[STATED EXERCISE]:
Please express the rows below as a Markdown table with the columns No. and Line, starting with the line that contains "Category: rock" and going on through the end of the rows. Number each line, and leave out blank lines and the pictures.

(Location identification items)
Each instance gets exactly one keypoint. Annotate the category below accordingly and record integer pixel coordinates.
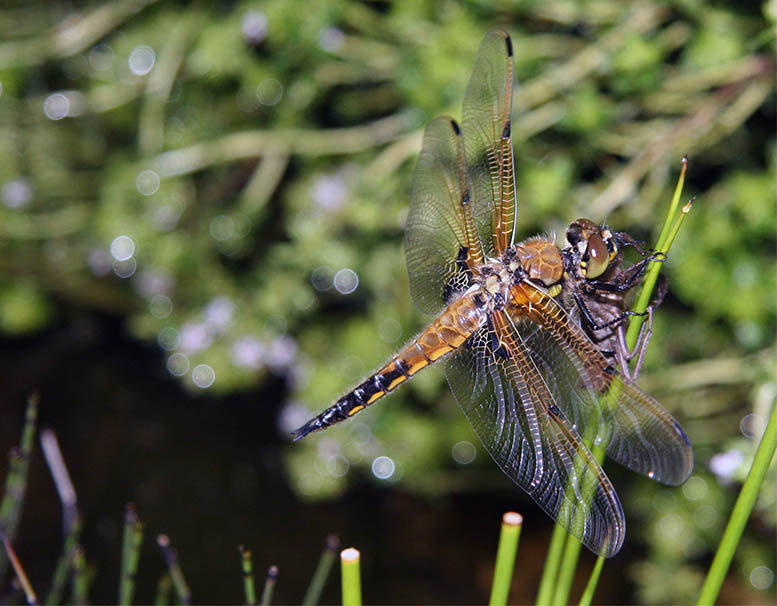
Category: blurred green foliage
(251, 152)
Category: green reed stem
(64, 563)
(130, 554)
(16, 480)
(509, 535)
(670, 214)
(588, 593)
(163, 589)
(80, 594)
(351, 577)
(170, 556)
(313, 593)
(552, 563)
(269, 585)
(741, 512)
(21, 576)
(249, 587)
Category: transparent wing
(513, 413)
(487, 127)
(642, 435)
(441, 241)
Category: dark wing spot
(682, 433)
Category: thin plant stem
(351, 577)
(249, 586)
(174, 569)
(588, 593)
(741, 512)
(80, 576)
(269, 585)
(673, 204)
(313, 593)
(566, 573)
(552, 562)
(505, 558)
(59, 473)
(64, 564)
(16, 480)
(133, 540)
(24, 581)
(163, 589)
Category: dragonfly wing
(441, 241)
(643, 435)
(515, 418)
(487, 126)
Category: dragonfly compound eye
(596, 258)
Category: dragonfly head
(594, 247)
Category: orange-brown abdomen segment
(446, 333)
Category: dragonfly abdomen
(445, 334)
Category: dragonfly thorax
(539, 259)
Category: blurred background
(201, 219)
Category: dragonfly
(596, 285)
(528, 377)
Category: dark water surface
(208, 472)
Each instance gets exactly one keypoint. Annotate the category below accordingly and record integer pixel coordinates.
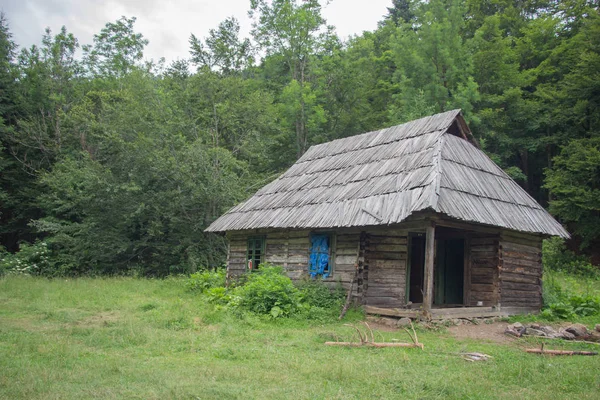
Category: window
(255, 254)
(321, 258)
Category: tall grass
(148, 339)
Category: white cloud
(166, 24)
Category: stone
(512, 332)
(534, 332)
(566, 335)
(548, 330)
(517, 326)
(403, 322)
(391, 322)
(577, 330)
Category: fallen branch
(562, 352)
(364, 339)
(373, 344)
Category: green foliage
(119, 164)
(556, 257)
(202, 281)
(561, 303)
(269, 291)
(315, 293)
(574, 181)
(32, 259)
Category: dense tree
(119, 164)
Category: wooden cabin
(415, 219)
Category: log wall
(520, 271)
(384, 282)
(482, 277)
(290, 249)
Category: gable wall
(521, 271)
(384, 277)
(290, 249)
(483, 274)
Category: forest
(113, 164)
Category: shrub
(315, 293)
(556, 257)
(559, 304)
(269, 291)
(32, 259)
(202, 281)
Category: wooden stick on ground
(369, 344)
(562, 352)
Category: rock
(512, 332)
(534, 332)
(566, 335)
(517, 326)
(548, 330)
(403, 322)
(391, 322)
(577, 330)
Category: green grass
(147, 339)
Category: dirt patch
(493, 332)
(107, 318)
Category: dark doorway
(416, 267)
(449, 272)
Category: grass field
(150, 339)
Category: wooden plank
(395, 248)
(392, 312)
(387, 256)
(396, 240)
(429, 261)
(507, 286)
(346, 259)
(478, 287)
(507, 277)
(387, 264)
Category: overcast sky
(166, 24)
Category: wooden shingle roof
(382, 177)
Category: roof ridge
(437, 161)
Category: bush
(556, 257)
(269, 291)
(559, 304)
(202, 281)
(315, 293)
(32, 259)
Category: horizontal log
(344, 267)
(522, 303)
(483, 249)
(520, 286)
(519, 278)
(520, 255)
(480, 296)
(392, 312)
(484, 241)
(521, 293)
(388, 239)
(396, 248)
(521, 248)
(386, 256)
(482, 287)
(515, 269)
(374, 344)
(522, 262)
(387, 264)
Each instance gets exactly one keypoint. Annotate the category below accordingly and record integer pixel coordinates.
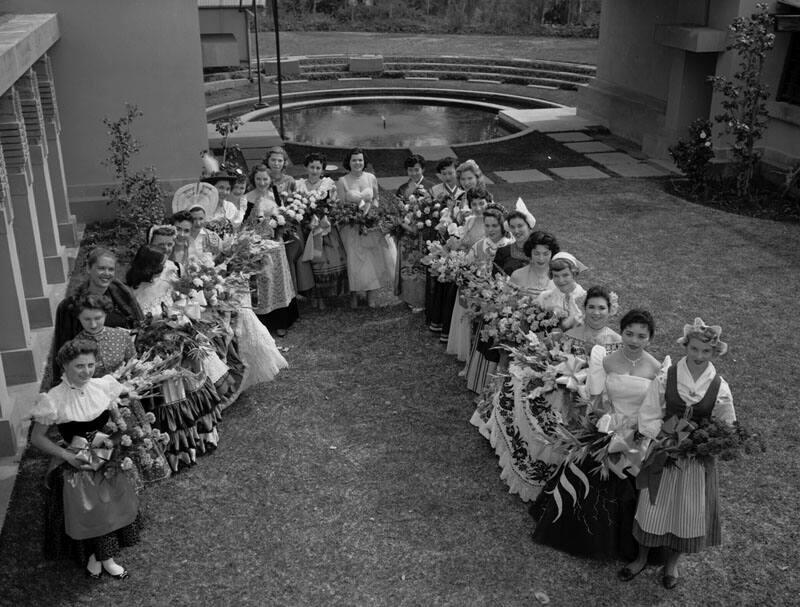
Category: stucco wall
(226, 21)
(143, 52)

[RESULT FOR THIS EXERCISE]:
| No. | Line |
|---|---|
| 1 | Category: rock |
| 2 | (512, 332) |
| 3 | (534, 332) |
| 4 | (566, 335) |
| 5 | (517, 326) |
| 6 | (548, 330) |
| 7 | (403, 322) |
| 8 | (391, 322) |
| 9 | (577, 330) |
| 10 | Category: green grass |
| 11 | (147, 339) |
| 12 | Category: dirt patch |
| 13 | (493, 332) |
| 14 | (107, 318) |
| 15 | Category: dark doorway |
| 16 | (416, 267) |
| 17 | (449, 272) |
| 18 | Category: grass field |
| 19 | (150, 339) |
| 20 | Category: wooden plank |
| 21 | (395, 248) |
| 22 | (392, 312) |
| 23 | (387, 256) |
| 24 | (396, 240) |
| 25 | (429, 261) |
| 26 | (507, 286) |
| 27 | (346, 259) |
| 28 | (478, 287) |
| 29 | (507, 277) |
| 30 | (387, 264) |
| 31 | Category: overcast sky |
| 32 | (166, 24) |
| 33 | Category: wooden shingle roof |
| 34 | (382, 177) |
| 35 | Category: roof ridge |
| 36 | (437, 161) |
| 37 | Category: bush |
| 38 | (556, 257) |
| 39 | (269, 291) |
| 40 | (559, 304) |
| 41 | (202, 281) |
| 42 | (315, 293) |
| 43 | (32, 259) |
| 44 | Category: horizontal log |
| 45 | (344, 267) |
| 46 | (522, 303) |
| 47 | (483, 249) |
| 48 | (520, 286) |
| 49 | (519, 278) |
| 50 | (520, 255) |
| 51 | (480, 296) |
| 52 | (392, 312) |
| 53 | (484, 241) |
| 54 | (521, 293) |
| 55 | (388, 239) |
| 56 | (396, 248) |
| 57 | (521, 248) |
| 58 | (386, 256) |
| 59 | (482, 287) |
| 60 | (515, 269) |
| 61 | (374, 344) |
| 62 | (522, 262) |
| 63 | (387, 264) |
| 64 | Each instance gets exactly one keypoint. Annotate the category below accordingly and record integer pixel coordinates. |
| 65 | Category: stucco wall |
| 66 | (226, 21) |
| 67 | (143, 52) |